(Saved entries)
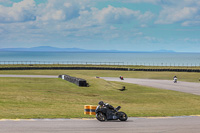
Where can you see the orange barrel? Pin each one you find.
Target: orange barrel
(92, 109)
(86, 109)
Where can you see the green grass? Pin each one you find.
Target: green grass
(182, 76)
(56, 98)
(89, 65)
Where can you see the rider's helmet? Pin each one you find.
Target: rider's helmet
(101, 103)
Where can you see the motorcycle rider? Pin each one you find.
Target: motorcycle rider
(175, 79)
(105, 105)
(107, 109)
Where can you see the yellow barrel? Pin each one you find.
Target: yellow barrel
(92, 109)
(86, 109)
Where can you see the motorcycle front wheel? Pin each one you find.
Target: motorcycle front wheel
(122, 116)
(100, 116)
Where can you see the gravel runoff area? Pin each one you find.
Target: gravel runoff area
(187, 87)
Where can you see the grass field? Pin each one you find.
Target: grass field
(89, 65)
(56, 98)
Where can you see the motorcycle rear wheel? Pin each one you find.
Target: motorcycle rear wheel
(123, 116)
(101, 117)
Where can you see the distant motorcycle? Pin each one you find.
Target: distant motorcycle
(121, 78)
(175, 80)
(104, 114)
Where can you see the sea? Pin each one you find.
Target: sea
(146, 59)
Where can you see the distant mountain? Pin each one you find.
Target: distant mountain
(55, 49)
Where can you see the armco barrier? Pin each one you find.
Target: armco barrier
(77, 81)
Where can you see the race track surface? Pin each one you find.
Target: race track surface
(187, 124)
(184, 124)
(187, 87)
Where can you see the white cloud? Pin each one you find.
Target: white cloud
(112, 14)
(19, 12)
(186, 12)
(171, 15)
(61, 10)
(191, 23)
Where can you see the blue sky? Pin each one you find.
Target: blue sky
(132, 25)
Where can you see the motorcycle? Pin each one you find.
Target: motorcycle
(175, 80)
(121, 78)
(104, 114)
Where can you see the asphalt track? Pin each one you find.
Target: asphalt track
(182, 124)
(187, 87)
(187, 124)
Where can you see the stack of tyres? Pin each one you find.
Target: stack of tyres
(77, 81)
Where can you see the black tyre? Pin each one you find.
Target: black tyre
(122, 116)
(100, 116)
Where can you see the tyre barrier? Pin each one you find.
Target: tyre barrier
(89, 109)
(97, 68)
(78, 81)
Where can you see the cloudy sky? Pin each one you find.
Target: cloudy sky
(132, 25)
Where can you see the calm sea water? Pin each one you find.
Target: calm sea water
(153, 59)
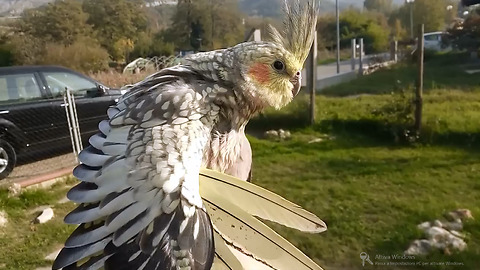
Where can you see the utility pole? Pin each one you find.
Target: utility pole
(312, 76)
(410, 2)
(419, 88)
(338, 35)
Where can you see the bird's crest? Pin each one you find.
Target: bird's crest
(299, 28)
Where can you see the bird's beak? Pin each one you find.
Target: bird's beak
(296, 81)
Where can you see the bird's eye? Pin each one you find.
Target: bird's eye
(279, 65)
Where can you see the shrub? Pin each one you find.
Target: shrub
(397, 116)
(6, 55)
(84, 55)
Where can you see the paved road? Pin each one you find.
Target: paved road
(329, 70)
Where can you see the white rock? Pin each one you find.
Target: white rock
(316, 140)
(63, 200)
(462, 214)
(424, 226)
(458, 234)
(3, 219)
(14, 190)
(453, 226)
(437, 223)
(271, 134)
(45, 216)
(458, 244)
(52, 256)
(443, 239)
(419, 247)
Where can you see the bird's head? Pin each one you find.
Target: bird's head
(271, 71)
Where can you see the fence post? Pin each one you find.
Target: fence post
(394, 51)
(354, 53)
(312, 77)
(72, 120)
(419, 88)
(360, 57)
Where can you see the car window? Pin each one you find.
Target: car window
(431, 37)
(18, 88)
(58, 81)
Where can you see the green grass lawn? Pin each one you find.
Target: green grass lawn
(23, 244)
(370, 190)
(442, 71)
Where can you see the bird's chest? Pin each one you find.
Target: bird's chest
(224, 151)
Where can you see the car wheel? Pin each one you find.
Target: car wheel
(8, 158)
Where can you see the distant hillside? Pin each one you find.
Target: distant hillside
(273, 8)
(265, 8)
(15, 7)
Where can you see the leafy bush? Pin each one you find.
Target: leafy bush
(6, 55)
(84, 55)
(24, 49)
(397, 116)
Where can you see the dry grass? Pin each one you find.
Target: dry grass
(115, 79)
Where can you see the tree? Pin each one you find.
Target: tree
(355, 24)
(466, 34)
(431, 13)
(383, 6)
(115, 20)
(61, 21)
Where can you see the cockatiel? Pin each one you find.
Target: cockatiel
(145, 202)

Exercise description =>
The expected output is an exact copy of the lines from the top of the data above through the line containing "Where can you see the asphalt", both included, with every picture omitted.

Result of this exercise =>
Where can you see the orange barrel? Pin each one you find.
Target: orange barrel
(92, 109)
(86, 109)
Where can you see the green grass? Pin each one you find.
Target: green grass
(182, 76)
(56, 98)
(89, 65)
Where can you see the rider's helmet? Pin each one you find.
Target: rider's helmet
(101, 103)
Where can you see the motorcycle rider? Pin each one you find.
Target: motorcycle rider
(175, 79)
(105, 105)
(107, 109)
Where can you see the yellow barrel? Pin each one you find.
Target: yellow barrel
(92, 109)
(86, 109)
Where can you see the motorcycle front wheel? Pin each one you find.
Target: motorcycle front wheel
(122, 116)
(100, 116)
Where can you see the gravel runoff area? Pin each one you find.
Target: gravel runoff area
(187, 87)
Where can you see the grass field? Pin each one you find.
Target: grass field
(89, 65)
(56, 98)
Where can you see the motorcycle rear wheel? Pin each one you find.
Target: motorcycle rear wheel
(123, 116)
(101, 117)
Where can you see the distant motorcycle? Pin each one you find.
Target: distant motorcycle
(121, 78)
(175, 80)
(104, 114)
Where can you see the sea? Pin each one you find.
Target: sea
(146, 59)
Where can you see the distant mountain? Pin each one you find.
Target: distant mountain
(55, 49)
Where can you see the armco barrier? Pin each one you find.
Target: armco barrier
(77, 81)
Where can you see the race track surface? Pin each one you find.
Target: race track surface
(187, 124)
(184, 124)
(187, 87)
Where can you see the white cloud? Pin each one you find.
Target: white cloud
(112, 14)
(19, 12)
(186, 12)
(171, 15)
(61, 10)
(191, 23)
Where can you see the blue sky? Pin each one you find.
Target: blue sky
(132, 25)
Where can you see the motorcycle? Pin each one you find.
Target: motorcycle
(175, 80)
(121, 78)
(104, 114)
Where can you see the asphalt track? Pin each one you find.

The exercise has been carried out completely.